**Exercise requirements:**
Return all entries precisely as they stand, without the images.

=======

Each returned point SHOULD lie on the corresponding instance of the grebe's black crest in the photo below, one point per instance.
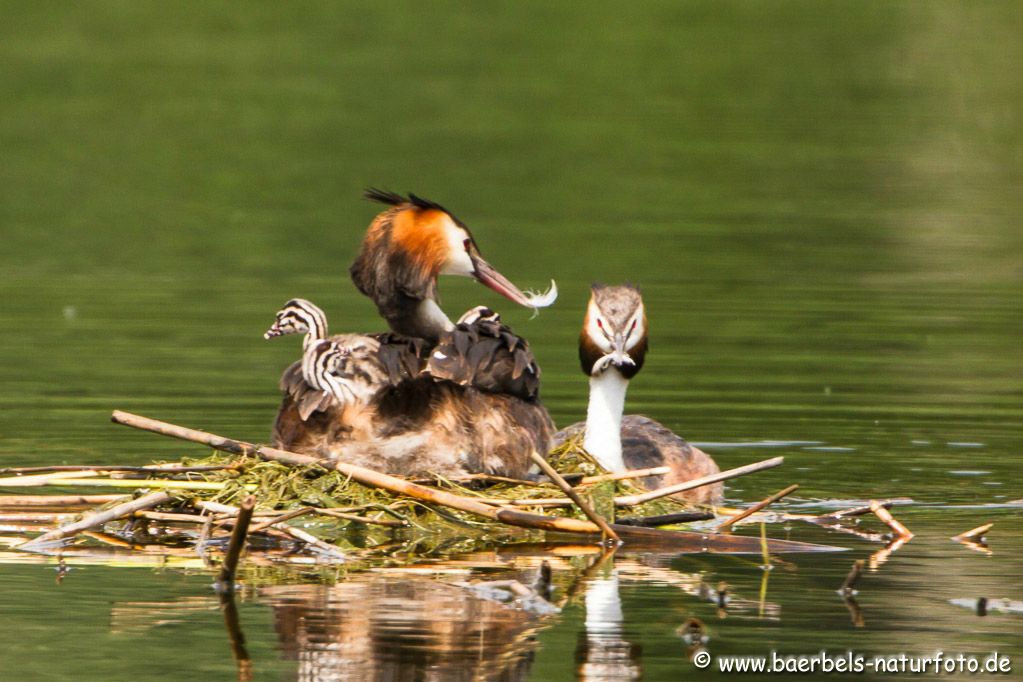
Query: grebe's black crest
(394, 198)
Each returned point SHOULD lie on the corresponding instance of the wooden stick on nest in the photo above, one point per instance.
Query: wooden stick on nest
(676, 539)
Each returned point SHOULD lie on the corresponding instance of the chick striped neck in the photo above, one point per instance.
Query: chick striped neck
(603, 438)
(316, 322)
(318, 364)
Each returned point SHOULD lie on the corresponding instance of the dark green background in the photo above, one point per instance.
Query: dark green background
(820, 200)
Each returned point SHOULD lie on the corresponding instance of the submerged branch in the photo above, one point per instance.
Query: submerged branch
(728, 523)
(98, 518)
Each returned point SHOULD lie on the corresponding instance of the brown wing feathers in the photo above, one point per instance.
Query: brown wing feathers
(487, 356)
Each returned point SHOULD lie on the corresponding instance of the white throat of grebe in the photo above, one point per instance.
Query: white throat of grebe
(614, 327)
(603, 439)
(299, 316)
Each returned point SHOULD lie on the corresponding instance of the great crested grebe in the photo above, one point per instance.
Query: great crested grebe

=======

**Correct output:**
Each returned point SHOULD lie on the corresponding instance of the grebe's black crest in the photo below, one point per instance.
Query: grebe's black crest
(394, 198)
Each returned point SHOULD lie on the corresponding instance of the wooden stick on nest in the photo above, one point per instance.
Query: wooden stick on nest
(676, 539)
Each returned point SHOULD lie on the corresponding instance of the chick striped neck in the photo above, one point per instance.
Query: chick striped neck
(603, 438)
(316, 322)
(318, 364)
Each returned point SHOULD lie on the corresponding instance of the dark green background in the photo above, one point per instance.
Query: dark green background
(820, 200)
Each returned point SHOULD lie on the corresponding instance of the submerged branch in the photo above, one point per instance.
Query: submerged branch
(728, 523)
(98, 518)
Each returned point SHOULD lie on the corresponding instance of the brown wing feathers in the photo above, one point per instance.
Query: brown wing feathers
(487, 356)
Each returned point SHOULD lie on the corresponding instance of the white throat of grebe in the photo above, one point per instance.
Query: white throat of grebe
(614, 327)
(603, 439)
(299, 316)
Each returned point SHOULD lie on the corresponding instance of the great crested grebe in the photo above, one point per instance.
Query: great crested grebe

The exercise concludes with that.